═════ Selected text ═════

Function standardization makes it easy for programmers experienced with C to quickly learn enough about Ezprot to put the classes into use in real programs.

Logical Structure of Protein Objects

Programs that analyze protein sequence usually represent a protein as an array of amino acids. Programs that analyze protein structure usually represent a protein as an array of atoms. In Ezprot, protein objects have a logical structure that can handle sequence or atomic-level detail equally well.

As illustrated in Fig. 1, a protein object can be treated like an array of chains. An aa_chain object can be treated like an array of amino_acid objects. An amino_acid object can be treated like an array of atom objects. Normally, memory for such collections is allocated dynamically and automatically by Ezprot functions. Thus, if the user of Ezprot wants to analyze sequence but not structure, no memory is allocated for atom objects.

Here we the print the three-letter code for the type of a single amino acid from superoxide dismutase.

═════ Dataset entries ═════

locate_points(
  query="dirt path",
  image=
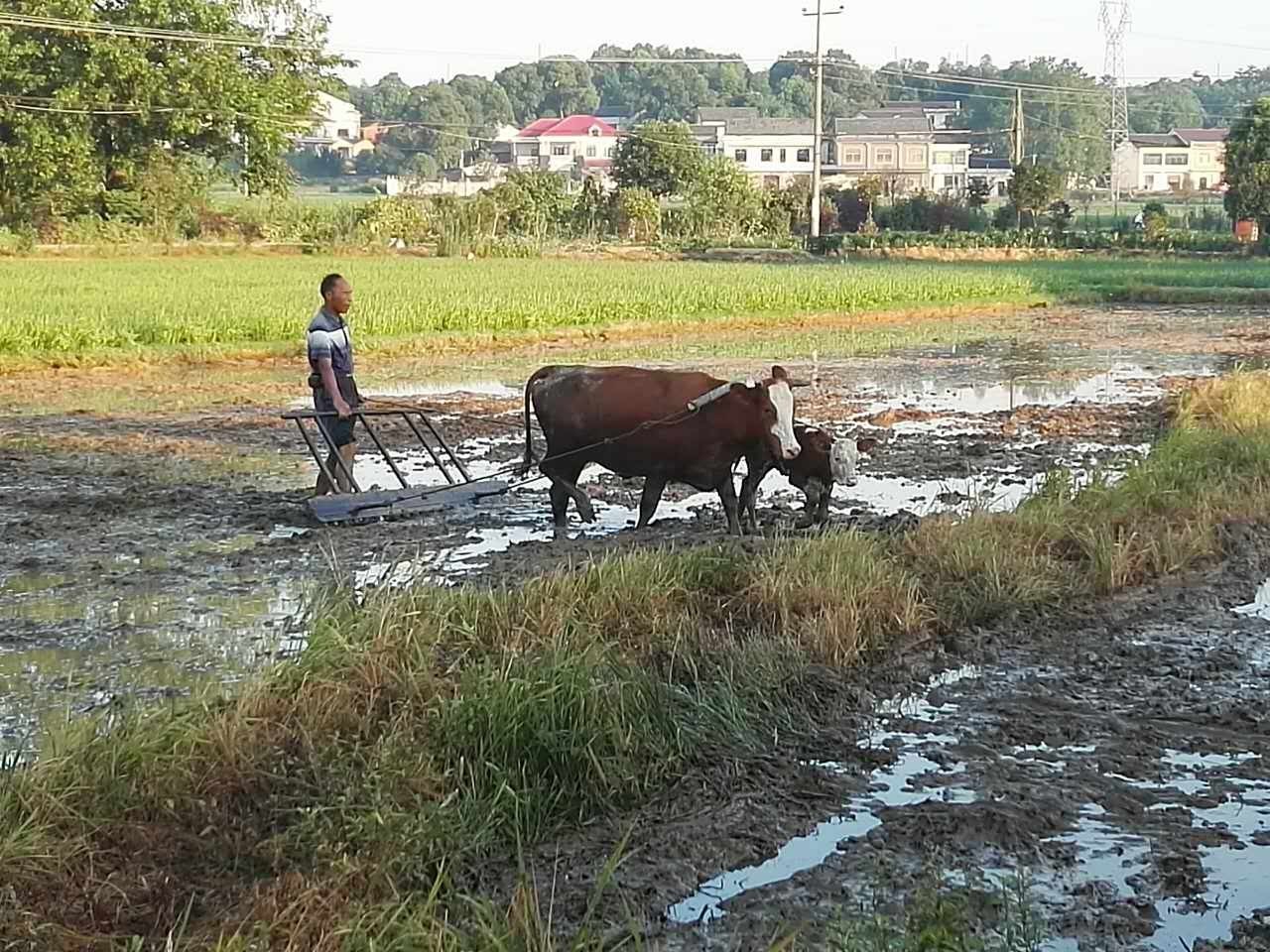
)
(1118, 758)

═════
═════ Dataset entries ═════

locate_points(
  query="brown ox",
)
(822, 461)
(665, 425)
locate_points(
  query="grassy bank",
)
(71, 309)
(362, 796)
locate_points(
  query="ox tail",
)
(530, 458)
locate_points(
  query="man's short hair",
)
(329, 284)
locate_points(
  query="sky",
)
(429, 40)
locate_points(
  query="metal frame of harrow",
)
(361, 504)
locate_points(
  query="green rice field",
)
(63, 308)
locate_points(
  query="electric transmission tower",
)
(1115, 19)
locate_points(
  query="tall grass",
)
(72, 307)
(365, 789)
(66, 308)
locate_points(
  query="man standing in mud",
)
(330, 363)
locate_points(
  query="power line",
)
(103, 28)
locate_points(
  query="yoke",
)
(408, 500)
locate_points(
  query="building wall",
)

═════

• Work instructions:
a – Return the passage from the Ezprot excerpt that runs from "As illustrated in" up to and including "for atom objects.", copied word for word.
b – Summarize the Ezprot excerpt in two sentences.
c – In the Ezprot excerpt, what can an amino_acid object be treated like?

• Solutions to the exercise:
a –
As illustrated in Fig. 1, a protein object can be treated like an array of chains. An aa_chain object can be treated like an array of amino_acid objects. An amino_acid object can be treated like an array of atom objects. Normally, memory for such collections is allocated dynamically and automatically by Ezprot functions. Thus, if the user of Ezprot wants to analyze sequence but not structure, no memory is allocated for atom objects.

b – In Ezprot, protein objects have a logical structure that handles sequence or atomic-level detail equally well: a protein is treated like an array of chains, a chain like an array of amino acids, and an amino acid like an array of atoms. Ezprot functions normally allocate memory for these collections dynamically and automatically, so no memory is allocated for atom objects when only sequence is analyzed.

c – An array of atom objects.